▸ **What is needed**: From the records below, set down exactly the lines starting with the line that contains "would you mind locating the wicker" and going on through the line that contains "would you mind locating the hanging". Nothing else is wanted.

▸ **Extracted material**:
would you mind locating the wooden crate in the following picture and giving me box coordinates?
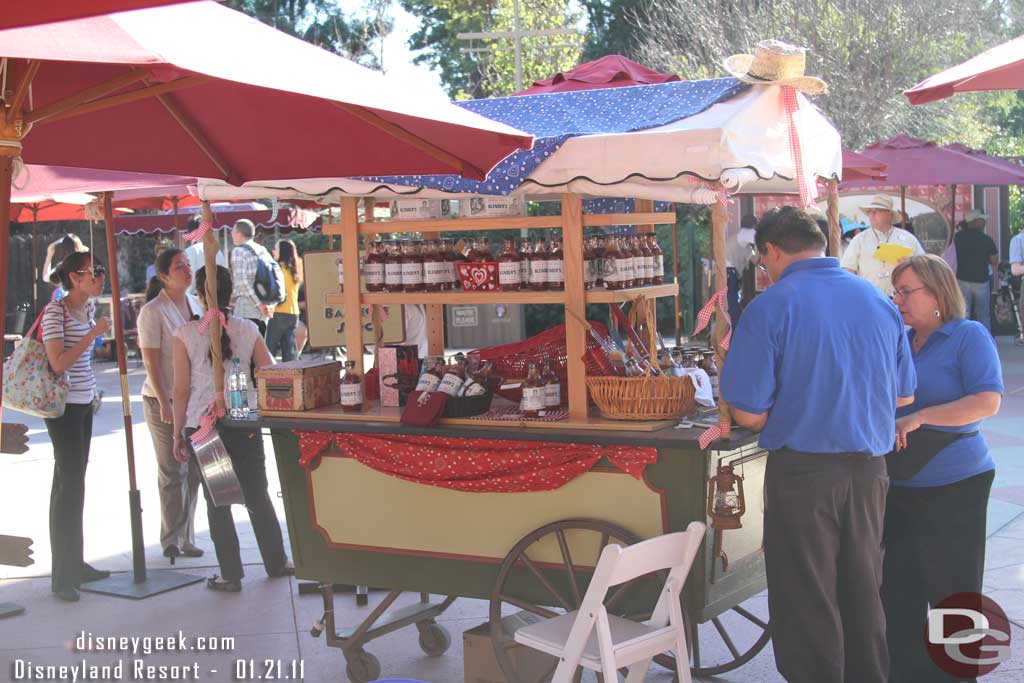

---

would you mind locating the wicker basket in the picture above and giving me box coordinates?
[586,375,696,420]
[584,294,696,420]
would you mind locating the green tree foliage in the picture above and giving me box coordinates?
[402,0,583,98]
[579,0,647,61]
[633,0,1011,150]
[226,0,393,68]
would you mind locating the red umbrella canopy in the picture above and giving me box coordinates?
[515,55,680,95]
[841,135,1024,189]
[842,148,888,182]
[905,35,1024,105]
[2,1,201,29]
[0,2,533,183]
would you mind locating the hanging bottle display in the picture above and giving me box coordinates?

▸ **Written solution**:
would you mind locating the wicker basket in the picture above and giving me box coordinates?
[586,375,696,420]
[584,294,696,420]
would you mind locating the green tree foliage in the picture above and giving me box coordinates?
[402,0,583,98]
[579,0,647,61]
[633,0,1011,150]
[226,0,393,68]
would you mind locating the red umbrella canopy in the picture above and giving me box coordinates?
[515,55,680,95]
[841,135,1024,189]
[842,148,888,182]
[905,35,1024,105]
[2,1,201,29]
[0,2,533,183]
would you mind locating the hanging bottle display in the picture above and giving me box coordinates?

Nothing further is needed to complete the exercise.